Outline labeling records:
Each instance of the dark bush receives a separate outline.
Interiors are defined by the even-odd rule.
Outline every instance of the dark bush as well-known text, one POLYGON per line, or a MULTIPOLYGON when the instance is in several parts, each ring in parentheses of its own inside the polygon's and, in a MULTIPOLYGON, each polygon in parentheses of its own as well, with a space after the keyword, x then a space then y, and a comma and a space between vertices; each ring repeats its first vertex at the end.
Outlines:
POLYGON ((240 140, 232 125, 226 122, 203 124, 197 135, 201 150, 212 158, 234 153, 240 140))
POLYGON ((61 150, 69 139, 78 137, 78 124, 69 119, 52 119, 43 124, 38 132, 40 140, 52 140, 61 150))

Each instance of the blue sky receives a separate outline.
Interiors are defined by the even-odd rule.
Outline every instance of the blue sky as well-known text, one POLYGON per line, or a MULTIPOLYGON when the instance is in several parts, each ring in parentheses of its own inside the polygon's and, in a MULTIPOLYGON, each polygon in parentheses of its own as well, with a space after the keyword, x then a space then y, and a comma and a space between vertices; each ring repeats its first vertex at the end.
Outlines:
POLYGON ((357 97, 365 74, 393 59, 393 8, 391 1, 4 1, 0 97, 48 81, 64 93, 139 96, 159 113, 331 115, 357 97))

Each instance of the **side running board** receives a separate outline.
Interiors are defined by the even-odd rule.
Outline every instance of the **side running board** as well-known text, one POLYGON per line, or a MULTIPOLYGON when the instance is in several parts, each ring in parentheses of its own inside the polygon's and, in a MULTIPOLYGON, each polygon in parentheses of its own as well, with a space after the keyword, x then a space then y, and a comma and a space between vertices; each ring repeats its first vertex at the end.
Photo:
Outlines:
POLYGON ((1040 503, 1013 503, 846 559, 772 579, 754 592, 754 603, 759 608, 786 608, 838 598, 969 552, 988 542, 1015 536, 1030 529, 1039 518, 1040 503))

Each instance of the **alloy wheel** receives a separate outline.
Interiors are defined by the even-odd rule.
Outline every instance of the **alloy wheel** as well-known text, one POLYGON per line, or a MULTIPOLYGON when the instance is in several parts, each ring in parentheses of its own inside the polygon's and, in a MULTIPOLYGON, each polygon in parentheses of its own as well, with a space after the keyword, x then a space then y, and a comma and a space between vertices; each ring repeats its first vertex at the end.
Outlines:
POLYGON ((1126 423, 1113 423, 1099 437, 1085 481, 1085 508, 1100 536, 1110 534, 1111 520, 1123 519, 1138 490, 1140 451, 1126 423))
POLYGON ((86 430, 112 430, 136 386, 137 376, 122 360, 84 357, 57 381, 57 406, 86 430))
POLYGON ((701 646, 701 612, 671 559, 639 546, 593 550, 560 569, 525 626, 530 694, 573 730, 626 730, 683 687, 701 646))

- TO DO
Recast all of the lines above as a Markdown table with two columns, No. for the row number and Line for the line itself, and leave out any blank lines.

- ANSWER
| No. | Line |
|---|---|
| 1 | Each instance of the dark bush receives a separate outline. |
| 2 | Interiors are defined by the even-odd rule. |
| 3 | Outline every instance of the dark bush as well-known text, one POLYGON per line, or a MULTIPOLYGON when the instance is in several parts, each ring in parentheses of its own inside the polygon's and, in a MULTIPOLYGON, each polygon in parentheses of its own as well, with a space after the keyword, x then a space then y, and a comma and a space between vertices; each ring repeats its first vertex at the end. |
| 4 | Outlines: |
| 5 | POLYGON ((240 140, 232 125, 226 122, 203 124, 197 135, 201 150, 212 158, 234 153, 240 140)) |
| 6 | POLYGON ((61 150, 69 139, 78 137, 78 124, 69 119, 52 119, 43 124, 38 132, 40 140, 52 140, 61 150)) |
| 7 | Each instance of the blue sky receives a separate outline. |
| 8 | Interiors are defined by the even-odd rule. |
| 9 | Outline every instance of the blue sky as well-known text, one POLYGON per line, or a MULTIPOLYGON when the instance is in several parts, each ring in parentheses of its own inside the polygon's and, in a MULTIPOLYGON, each polygon in parentheses of its own as well, with a space after the keyword, x then a space then y, and a comma and a space between vertices; each ring repeats its first vertex at the end. |
| 10 | Outlines: |
| 11 | POLYGON ((357 97, 365 74, 393 59, 393 8, 391 1, 4 1, 0 97, 48 81, 64 93, 139 96, 159 113, 331 115, 357 97)) |
| 12 | Each instance of the **side running board** receives a separate outline. |
| 13 | Interiors are defined by the even-odd rule. |
| 14 | Outline every instance of the **side running board** as well-known text, one POLYGON per line, or a MULTIPOLYGON when the instance is in several parts, each ring in parentheses of its own inside the polygon's and, in a MULTIPOLYGON, each polygon in parentheses of its own as well, with a space after the keyword, x then a space then y, and a comma and a space between vertices; each ring repeats its first vertex at the end. |
| 15 | Photo: |
| 16 | Outlines: |
| 17 | POLYGON ((1040 503, 1013 503, 846 559, 772 579, 754 592, 754 603, 759 608, 786 608, 838 598, 969 552, 988 542, 1015 536, 1030 529, 1039 518, 1040 503)) |
| 18 | Each instance of the **alloy wheel** receives a separate outline. |
| 19 | Interiors are defined by the even-odd rule. |
| 20 | Outline every instance of the **alloy wheel** as well-known text, one POLYGON per line, or a MULTIPOLYGON when the instance is in several parts, each ring in parentheses of its own inside the polygon's and, in a MULTIPOLYGON, each polygon in parentheses of its own as well, with a space after the keyword, x then a space then y, and a comma and a space between vertices; each ring repeats its first vertex at the end. |
| 21 | Outlines: |
| 22 | POLYGON ((1126 423, 1113 423, 1099 437, 1085 481, 1085 508, 1100 536, 1110 534, 1111 520, 1123 519, 1138 490, 1140 451, 1126 423)) |
| 23 | POLYGON ((86 430, 112 430, 136 386, 137 376, 122 360, 84 357, 57 381, 57 406, 86 430)) |
| 24 | POLYGON ((701 646, 701 612, 671 559, 639 546, 593 550, 560 569, 525 626, 530 694, 573 730, 626 730, 683 687, 701 646)) |